▶ [TASK DETAILS]: Could you copy every line of the data that contains the word "snow"?

── RECORDS ──

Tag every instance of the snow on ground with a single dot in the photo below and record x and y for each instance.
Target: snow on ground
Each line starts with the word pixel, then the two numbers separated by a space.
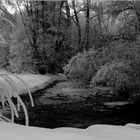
pixel 33 81
pixel 10 131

───

▶ [EXPECTED OUTPUT]:
Tag every instance of the snow on ground with a single dot in the photo below and record x and y for each instance.
Target: snow on ground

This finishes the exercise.